### Exercise details
Locate the string "weeping" in the records below. Copy every line where it occurs.
- Opening Delimiter -
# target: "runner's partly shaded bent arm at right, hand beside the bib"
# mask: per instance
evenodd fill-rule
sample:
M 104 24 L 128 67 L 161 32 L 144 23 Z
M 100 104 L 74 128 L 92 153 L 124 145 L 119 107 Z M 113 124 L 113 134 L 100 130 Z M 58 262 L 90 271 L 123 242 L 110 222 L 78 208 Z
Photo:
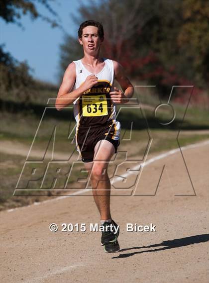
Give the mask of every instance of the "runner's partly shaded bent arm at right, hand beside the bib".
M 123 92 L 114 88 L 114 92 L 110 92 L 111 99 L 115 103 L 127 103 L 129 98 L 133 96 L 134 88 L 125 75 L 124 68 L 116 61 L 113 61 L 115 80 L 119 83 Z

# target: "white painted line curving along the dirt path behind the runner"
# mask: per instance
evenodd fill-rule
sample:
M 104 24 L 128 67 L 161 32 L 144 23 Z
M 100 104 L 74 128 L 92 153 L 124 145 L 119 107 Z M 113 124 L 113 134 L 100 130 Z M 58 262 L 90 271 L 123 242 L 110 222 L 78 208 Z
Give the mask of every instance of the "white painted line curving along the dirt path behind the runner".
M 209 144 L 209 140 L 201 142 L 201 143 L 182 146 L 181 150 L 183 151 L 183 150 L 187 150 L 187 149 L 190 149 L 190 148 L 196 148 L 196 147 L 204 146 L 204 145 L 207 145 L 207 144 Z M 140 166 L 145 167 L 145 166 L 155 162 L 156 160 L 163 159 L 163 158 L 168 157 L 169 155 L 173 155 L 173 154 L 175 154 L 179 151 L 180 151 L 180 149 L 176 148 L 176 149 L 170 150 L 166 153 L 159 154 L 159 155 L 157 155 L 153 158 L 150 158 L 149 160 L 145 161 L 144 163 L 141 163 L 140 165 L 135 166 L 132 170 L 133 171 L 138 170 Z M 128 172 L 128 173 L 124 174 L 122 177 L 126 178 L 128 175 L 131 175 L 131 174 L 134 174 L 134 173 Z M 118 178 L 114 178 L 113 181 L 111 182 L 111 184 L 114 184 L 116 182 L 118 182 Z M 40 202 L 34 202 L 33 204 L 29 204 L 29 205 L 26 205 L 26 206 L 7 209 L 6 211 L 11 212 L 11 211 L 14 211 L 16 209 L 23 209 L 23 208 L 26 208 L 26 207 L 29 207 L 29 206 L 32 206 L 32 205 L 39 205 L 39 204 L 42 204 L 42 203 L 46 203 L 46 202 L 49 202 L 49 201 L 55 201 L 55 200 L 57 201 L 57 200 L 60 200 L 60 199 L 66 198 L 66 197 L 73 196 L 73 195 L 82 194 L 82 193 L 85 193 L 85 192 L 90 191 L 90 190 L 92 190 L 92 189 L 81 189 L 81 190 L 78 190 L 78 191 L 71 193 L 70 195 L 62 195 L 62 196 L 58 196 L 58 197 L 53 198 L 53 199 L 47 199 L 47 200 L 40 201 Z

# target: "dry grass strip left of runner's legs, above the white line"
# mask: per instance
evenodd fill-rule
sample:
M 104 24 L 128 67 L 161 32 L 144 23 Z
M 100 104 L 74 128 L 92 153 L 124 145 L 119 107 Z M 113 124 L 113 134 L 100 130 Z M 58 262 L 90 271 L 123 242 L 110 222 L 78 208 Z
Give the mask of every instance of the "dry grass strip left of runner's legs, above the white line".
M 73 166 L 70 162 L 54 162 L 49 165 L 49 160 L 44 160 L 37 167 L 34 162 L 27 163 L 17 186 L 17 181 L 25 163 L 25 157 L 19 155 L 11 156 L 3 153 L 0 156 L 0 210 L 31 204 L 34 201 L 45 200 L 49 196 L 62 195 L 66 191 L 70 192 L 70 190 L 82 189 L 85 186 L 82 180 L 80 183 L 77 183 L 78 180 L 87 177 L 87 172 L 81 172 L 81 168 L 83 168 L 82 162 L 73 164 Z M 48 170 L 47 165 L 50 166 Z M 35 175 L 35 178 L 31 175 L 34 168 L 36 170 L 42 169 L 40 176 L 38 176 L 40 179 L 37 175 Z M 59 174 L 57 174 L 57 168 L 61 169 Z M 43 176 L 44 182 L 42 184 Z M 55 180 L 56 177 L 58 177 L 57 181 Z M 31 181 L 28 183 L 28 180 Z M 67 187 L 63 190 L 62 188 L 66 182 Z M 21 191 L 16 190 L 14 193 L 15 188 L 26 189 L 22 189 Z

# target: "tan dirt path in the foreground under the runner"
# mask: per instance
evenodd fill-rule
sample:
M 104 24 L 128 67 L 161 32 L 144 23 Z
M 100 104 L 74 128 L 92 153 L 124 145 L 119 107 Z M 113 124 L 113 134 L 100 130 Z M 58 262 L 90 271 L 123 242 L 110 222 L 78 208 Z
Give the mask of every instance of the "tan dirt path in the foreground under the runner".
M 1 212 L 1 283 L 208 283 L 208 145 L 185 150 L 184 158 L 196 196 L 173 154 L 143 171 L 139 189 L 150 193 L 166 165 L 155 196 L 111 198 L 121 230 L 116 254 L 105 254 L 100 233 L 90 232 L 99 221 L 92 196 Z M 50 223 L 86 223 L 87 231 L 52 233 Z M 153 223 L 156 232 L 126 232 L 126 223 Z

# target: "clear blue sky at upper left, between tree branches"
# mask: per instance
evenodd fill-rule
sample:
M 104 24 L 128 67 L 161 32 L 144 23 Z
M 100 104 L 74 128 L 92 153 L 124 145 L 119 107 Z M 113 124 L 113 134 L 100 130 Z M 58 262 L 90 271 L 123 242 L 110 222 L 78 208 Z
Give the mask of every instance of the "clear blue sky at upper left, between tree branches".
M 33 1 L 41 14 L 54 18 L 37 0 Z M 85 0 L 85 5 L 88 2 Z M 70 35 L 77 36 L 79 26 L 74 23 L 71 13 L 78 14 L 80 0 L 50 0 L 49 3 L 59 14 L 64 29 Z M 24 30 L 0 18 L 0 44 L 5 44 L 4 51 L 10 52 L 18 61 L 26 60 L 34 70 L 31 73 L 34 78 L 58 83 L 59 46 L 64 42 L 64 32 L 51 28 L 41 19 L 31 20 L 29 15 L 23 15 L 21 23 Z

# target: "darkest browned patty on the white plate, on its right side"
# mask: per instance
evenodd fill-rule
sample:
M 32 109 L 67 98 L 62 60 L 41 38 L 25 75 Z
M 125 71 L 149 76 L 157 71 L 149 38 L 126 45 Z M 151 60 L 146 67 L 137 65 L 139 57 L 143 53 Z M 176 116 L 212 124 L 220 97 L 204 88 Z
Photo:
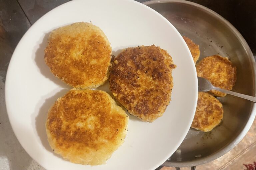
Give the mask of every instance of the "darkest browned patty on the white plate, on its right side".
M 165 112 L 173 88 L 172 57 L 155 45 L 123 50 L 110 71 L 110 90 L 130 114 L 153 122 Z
- Closing Delimiter -
- Opening Delimiter -
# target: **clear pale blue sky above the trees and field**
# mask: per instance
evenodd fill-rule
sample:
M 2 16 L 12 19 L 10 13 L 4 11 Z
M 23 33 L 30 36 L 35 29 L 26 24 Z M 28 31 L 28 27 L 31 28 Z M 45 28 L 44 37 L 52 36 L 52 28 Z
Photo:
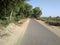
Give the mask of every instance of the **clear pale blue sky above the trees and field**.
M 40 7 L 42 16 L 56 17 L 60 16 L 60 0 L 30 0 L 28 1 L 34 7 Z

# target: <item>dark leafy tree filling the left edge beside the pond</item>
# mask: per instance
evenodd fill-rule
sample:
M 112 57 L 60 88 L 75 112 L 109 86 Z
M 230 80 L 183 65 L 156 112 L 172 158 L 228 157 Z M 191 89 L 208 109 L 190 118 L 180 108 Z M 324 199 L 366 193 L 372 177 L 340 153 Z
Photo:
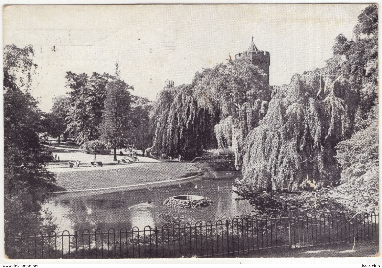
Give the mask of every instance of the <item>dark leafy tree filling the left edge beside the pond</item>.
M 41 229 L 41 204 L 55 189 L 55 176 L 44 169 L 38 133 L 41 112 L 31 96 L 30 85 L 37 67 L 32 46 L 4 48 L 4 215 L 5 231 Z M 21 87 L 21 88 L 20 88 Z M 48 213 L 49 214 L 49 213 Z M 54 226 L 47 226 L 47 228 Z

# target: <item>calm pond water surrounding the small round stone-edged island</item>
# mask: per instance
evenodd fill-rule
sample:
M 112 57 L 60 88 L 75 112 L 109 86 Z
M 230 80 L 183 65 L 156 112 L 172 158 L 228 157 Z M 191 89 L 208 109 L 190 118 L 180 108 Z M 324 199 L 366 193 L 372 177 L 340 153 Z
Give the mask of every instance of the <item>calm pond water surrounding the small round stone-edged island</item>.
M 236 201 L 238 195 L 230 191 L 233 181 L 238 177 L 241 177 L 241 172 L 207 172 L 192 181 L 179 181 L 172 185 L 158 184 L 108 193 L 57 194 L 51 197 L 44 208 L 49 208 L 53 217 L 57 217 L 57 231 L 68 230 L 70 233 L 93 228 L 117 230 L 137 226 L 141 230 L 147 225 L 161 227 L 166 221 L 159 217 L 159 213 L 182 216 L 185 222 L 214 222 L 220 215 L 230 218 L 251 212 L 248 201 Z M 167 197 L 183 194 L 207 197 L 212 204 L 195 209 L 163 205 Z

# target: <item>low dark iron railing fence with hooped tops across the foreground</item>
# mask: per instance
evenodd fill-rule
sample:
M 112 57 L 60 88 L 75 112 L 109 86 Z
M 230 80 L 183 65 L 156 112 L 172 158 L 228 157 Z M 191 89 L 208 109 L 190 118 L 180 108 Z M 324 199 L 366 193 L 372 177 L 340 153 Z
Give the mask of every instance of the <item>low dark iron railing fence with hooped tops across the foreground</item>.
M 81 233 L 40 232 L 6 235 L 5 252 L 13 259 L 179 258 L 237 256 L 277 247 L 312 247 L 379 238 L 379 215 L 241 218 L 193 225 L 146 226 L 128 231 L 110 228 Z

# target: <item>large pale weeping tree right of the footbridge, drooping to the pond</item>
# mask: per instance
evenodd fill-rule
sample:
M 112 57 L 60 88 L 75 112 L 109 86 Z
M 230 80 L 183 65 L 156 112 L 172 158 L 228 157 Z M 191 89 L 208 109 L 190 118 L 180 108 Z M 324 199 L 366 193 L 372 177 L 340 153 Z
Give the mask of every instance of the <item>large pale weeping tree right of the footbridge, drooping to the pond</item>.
- Closing Delimiter -
### Exercise answer
# target: <item>large pale weeping tree right of the footbridge, drooping to the pond</item>
Give the mask of every instance of the <item>large pale weeping tree right of the footbridge, drooping to the pond</item>.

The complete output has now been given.